As the stock market reached its lunatic peak near 2,200 in August, the certainty that the Fed is out of dry powder and that the so-called economic recovery is out of runway gave rise to one more desperate pulse of hopium.

Namely, that the central banks of the world were about to embark on outright ‘helicopter money’, thereby jolting back to life domestic economies that are sliding into deflation and recession virtually everywhere — from Japan to South Korea, China, Italy, France, England, Brazil, Canada and most places in-between.

That latter area especially includes the United States. Despite Wall Street’s hoary tale that the domestic economy has “decoupled” from the rest of the world, the evidence that the so-called recovery is grinding to a halt is overwhelming.

After all, the real GDP growth rate during the year ending in June was a miniscule 1.2%. It reflected the weakest 4-quarter rate since the Great Recession.

And even that was made possible only by an unsustainable build-up in business inventories and the shortchanging of inflation by the Washington statistical mills. Had even a semi-honest GDP deflator been used, the U.S. economy would have posted zero real GDP growth, at best.

So the stock market’s 19% melt-up from the February 11 interim low of 1,829 on the S&P 500 was positively surreal. There was not an iota of sustainability to it. In fact, “interim” was exactly the right word for a low that is going a lot lower, and soon.

*Entries supplied:*
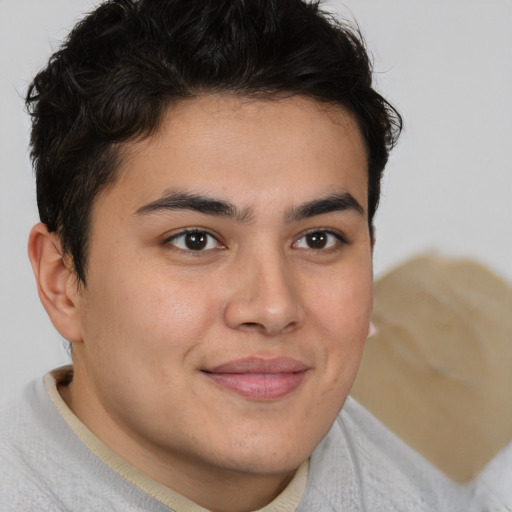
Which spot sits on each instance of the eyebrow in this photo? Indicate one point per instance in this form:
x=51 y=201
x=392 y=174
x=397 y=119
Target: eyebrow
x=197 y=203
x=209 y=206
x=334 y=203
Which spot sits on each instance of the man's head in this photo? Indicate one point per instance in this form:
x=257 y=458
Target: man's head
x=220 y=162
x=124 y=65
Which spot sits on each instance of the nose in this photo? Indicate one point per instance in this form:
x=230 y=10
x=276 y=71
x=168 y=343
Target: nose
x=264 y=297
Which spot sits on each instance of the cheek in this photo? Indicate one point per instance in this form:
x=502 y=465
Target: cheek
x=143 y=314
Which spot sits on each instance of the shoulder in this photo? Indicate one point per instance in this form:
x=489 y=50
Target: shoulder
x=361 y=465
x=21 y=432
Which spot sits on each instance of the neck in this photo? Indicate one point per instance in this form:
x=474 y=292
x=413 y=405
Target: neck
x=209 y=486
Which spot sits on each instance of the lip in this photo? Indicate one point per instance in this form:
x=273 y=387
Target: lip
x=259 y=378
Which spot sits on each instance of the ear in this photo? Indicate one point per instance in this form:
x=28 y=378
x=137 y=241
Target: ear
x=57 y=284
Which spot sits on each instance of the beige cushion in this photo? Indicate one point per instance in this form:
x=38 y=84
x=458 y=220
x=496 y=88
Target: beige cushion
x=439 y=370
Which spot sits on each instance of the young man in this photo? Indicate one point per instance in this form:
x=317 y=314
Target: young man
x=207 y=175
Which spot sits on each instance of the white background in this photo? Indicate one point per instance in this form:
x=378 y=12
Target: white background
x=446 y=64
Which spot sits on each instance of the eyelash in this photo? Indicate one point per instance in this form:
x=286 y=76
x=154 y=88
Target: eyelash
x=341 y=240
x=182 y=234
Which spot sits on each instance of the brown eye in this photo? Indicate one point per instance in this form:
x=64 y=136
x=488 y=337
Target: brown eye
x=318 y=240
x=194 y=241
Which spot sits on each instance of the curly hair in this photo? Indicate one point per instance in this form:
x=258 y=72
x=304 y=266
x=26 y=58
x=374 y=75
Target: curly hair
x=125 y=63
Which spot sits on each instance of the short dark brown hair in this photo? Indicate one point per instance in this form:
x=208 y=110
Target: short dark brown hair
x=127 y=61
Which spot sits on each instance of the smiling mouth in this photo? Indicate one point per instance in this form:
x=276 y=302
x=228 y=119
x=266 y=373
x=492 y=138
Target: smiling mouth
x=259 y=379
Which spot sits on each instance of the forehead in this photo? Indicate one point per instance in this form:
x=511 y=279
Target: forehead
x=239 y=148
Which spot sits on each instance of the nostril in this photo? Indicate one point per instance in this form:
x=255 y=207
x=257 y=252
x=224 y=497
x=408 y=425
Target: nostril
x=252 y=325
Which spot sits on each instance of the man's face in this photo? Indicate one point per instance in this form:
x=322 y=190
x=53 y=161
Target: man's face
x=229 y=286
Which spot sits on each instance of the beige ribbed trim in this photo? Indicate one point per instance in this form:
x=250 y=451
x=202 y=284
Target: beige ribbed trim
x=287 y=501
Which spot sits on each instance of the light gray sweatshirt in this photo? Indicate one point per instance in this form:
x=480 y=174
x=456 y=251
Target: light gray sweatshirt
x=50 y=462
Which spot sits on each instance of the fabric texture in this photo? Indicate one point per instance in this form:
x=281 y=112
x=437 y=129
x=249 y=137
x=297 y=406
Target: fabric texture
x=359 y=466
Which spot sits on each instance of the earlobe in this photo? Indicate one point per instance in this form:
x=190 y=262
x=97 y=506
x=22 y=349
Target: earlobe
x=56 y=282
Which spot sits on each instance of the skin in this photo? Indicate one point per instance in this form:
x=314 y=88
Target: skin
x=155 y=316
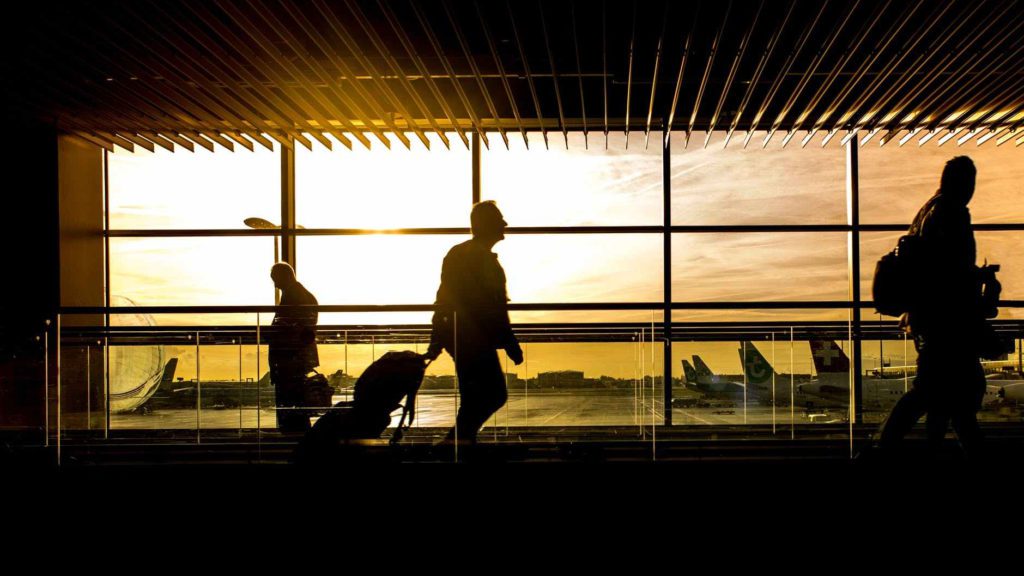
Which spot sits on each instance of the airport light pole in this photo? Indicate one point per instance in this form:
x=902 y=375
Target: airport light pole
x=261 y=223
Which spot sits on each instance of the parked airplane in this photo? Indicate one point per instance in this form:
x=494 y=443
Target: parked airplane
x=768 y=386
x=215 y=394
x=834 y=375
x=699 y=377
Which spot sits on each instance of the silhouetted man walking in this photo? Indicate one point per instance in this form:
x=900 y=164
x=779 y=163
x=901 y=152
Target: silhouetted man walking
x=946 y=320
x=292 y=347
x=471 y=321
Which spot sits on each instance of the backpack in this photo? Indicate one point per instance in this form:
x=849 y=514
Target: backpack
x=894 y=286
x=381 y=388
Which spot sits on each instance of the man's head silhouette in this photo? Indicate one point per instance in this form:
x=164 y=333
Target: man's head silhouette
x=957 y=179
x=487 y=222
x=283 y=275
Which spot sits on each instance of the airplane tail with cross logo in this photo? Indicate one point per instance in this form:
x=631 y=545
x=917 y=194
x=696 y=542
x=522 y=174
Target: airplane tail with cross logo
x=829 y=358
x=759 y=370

*The tasks:*
1. Answer these from the market commentary:
(a) Near what level did the stock market peak in August?
(b) What was the real GDP growth rate for the year ending in June?
(c) What was the February 11 interim low on the S&P 500?
2. Write out the market commentary word for word, starting with "And even that" and going on through "lower, and soon.".
Rely only on the market commentary; ignore the records.

*Expected responses:*
1.
(a) Near 2,200.
(b) 1.2%.
(c) 1,829.

2.
And even that was made possible only by an unsustainable build-up in business inventories and the shortchanging of inflation by the Washington statistical mills. Had even a semi-honest GDP deflator been used, the U.S. economy would have posted zero real GDP growth, at best.

So the stock market’s 19% melt-up from the February 11 interim low of 1,829 on the S&P 500 was positively surreal. There was not an iota of sustainability to it. In fact, “interim” was exactly the right word for a low that is going a lot lower, and soon.